* LISTA DE TAREFAS
- a) Liste todos os grupos que, segundo Zanini no trecho selecionado, estão retaliando as empresas que representam a minoria poderosa.
- b) No trecho selecionado, como Zanini diz que a salvaguarda é na verdade?
- c) Por favor, prossiga com o trecho selecionado sobre a salvaguarda do vinho brasileiro a partir do ponto em que ele termina.

* TRECHO SELECIONADO
Luís Henrique Zanini, da vinícola Vallontano, em entrevista por e-mail ao Wine Report expôs os motivos para posicionar-se contra a medida. “Acho muito estranho esta salvaguarda para a indústria brasileira, de uma hora para outra, ficamos defasados 50 anos em tecnologia e 100 em viticultura, quando na verdade ficamos defasados 1000 anos em inteligência. Não posso ser ingênuo em acreditar que o pequeno produtor se beneficiará com a salvaguarda, esta salvaguarda é só para ajudar as cooperativas e as grandes indústrias, dentre elas, algumas que recentemente fizeram aquisições, e agora querem mercado para escoar seus produtos. A salvaguarda é na verdade um ‘salva incompetência’”, afirma Zanini.

“Por outro lado o pequeno produtor, que mal tem dinheiro para cumprir as exigências que lhe são imputadas, e ficar em dia com seus tributos não para de se questionar: Por que o IBRAVIN não pede o SIMPLES para o pequeno produtor? Por que o IBRAVIN não pede o fim das normativas que limitam a produção artesanal? Por que o IBRAVIN não pede a dispensa do SELO FISCAL para quem produz até 50.000 litros de vinho? Por que o IBRAVIN não luta para baixar os tributos de nossos vinhos, ou cria um regime especial para os pequenos produtores? Isto seria a salvaguarda para a sobrevivência da diversidade do vinho brasileiro. Ao contrário disto, o IBRAVIN, que se diga de passagem não possui representantes de pequenas vinícolas, está se especializando em burocratizar o Setor. Estamos caminhando para a era da industrialização em massa, estamos dando aval ao vinho "commodities" em detrimento da diversidade. Nosso vinho está sendo conduzido para a morte, e terá apenas uma sobrevida nas gôndolas de supermercados de terceira categoria, isto é degradante. Não posso compactuar com isto, por isso eu sou radicalmente contra quaisquer iniciativa que não são discutidas de forma ampla e democrática, com todos os personagens envolvidos. As empresas que representam a minoria poderosa (que dominam as entidades que compõe o IBRAVIN) agora começam a sofrer retaliações por parte da mídia, dos jornalistas, dos formadores de opinião, dos editores de revistas, dos proprietários de restaurantes, dos supermercadistas, dos sommeliers, são estas as pessoas que trabalham pelo vinho brasileiro, e que estão indignadas com os rumos da politicagem do vinho no Brasil. Será que quem deve abrir a cabeça?”, acredita Zanini.

* SEÇÃO DE DADOS
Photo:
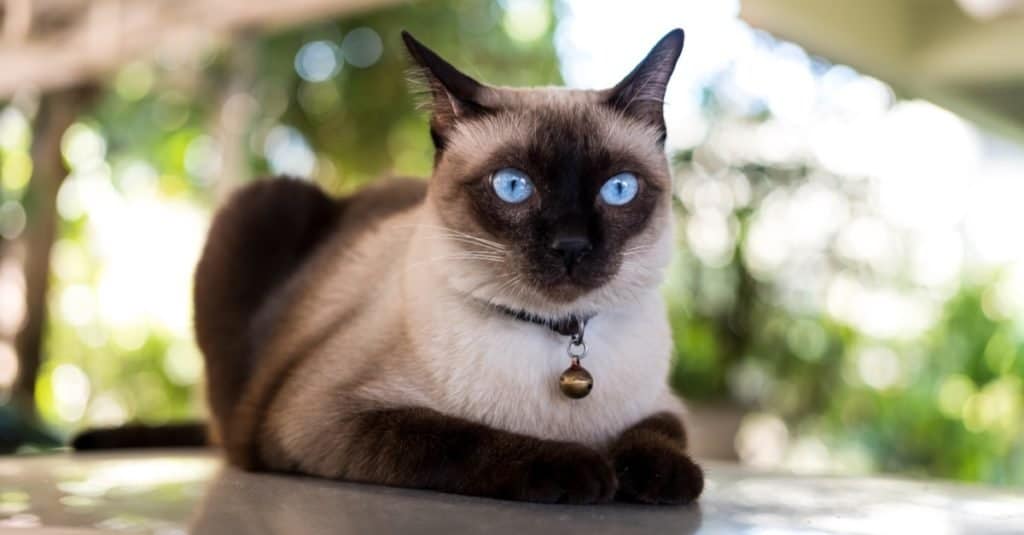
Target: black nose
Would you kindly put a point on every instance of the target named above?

* RESPOSTAS DO EXERCÍCIO
- a)
- a mídia
- os jornalistas
- os formadores de opinião
- os editores de revistas
- os proprietários de restaurantes
- os supermercadistas
- os sommeliers

- b) Ele diz que a salvaguarda é na verdade um "salva incompetência".

- c)
A salvaguarda é uma medida prevista em lei e cuja aplicação pode ser pedida caso um setor esteja sofrendo ou sob ameaça de um “grave prejuízo”. No acordo que trata sobre o assunto, entende-se por “prejuízo grave” a “deterioração geral significativa da situação de uma indústria nacional”. Curiosamente, poucos dias depois do início da investigação do pedido no MDIC, a vinícola Perini anunciou um investimento de R$ 10 milhões em equipamento e projetou um crescimento de 30% nas vendas ainda neste ano.

Ao que tudo indica, a polêmica ainda está longe de acabar. Ambas as partes apresentam números, argumentos e dados que validam uma ou outra teoria. Mas no capítulo imagem, já é possível elencar um perdedor: o vinho nacional. Com toda a antipatia despertada entre os consumidores pelo pedido de aplicação de salvaguardas, o que era um injustificado preconceito contra o vinho produzido no Brasil corre um sério risco de descambar para um ódio incontornável.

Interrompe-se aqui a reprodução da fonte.